··· Records supplied

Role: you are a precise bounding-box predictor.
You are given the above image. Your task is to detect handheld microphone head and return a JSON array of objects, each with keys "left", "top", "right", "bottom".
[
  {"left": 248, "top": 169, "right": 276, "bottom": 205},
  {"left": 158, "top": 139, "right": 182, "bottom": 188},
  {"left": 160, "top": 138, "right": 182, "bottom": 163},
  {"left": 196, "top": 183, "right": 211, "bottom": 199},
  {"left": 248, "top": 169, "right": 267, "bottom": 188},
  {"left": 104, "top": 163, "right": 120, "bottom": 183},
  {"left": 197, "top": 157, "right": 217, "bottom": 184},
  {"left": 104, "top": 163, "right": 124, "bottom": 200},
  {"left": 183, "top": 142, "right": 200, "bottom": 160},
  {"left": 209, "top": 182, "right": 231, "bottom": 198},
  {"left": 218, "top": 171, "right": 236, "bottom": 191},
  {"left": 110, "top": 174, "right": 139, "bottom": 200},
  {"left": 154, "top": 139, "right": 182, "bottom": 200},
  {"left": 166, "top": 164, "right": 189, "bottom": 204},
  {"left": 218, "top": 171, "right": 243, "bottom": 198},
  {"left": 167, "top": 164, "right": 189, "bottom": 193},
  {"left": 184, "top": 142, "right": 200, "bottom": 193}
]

······

### Written task
Collect each line of the records above that contains the string "bounding".

### Output
Role: you are a precise bounding-box predictor.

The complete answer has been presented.